§ **WORK TO BE COMPLETED**: Extract every line of the data below that contains the string "target", copying each one in full.

§ **DATA SHOWN**:
-- Start --
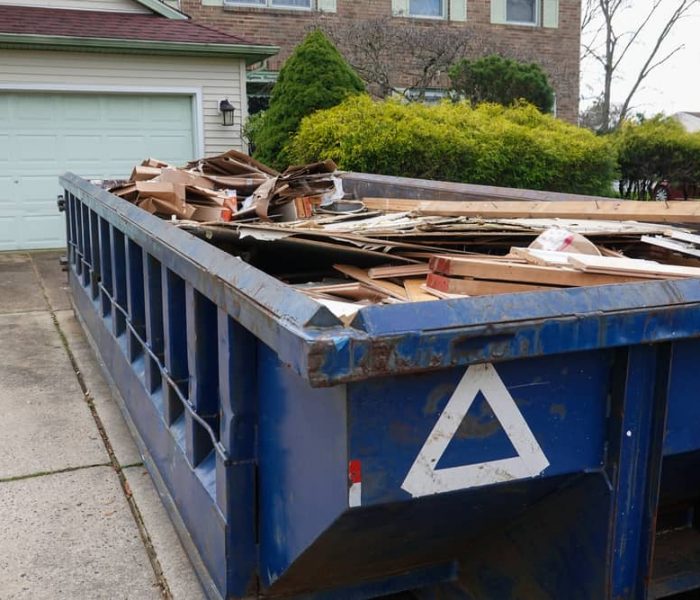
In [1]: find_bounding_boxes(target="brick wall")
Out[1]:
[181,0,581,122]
-- End --
-- Start --
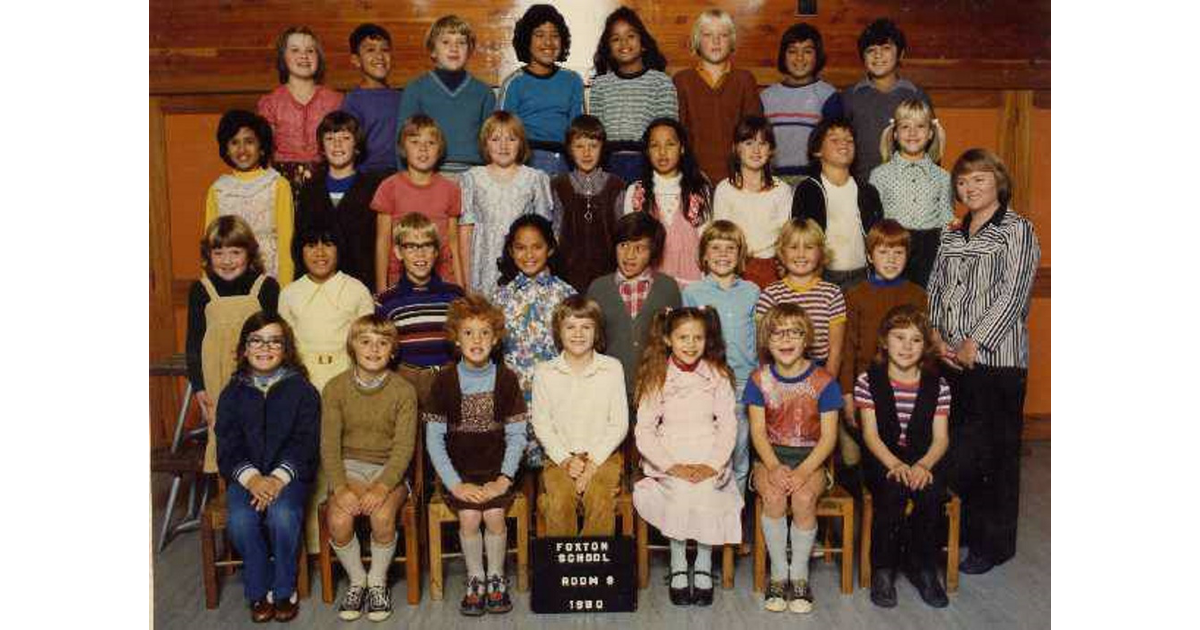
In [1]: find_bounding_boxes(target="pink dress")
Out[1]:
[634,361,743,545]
-- End --
-- Start --
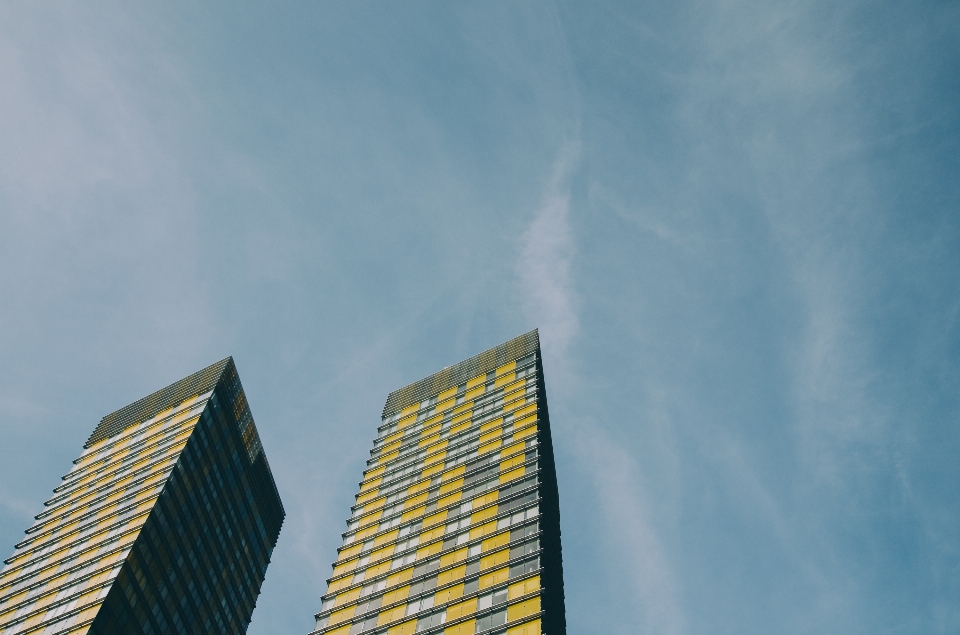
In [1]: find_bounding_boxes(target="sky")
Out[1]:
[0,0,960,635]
-- End --
§ **RESPONSE TO THE TASK**:
In [1]: find_bounding_boxes(target="brick wall")
In [1]: find_bounding_boxes(target="pink dress")
In [1]: find_bounding_boxes(target="sky")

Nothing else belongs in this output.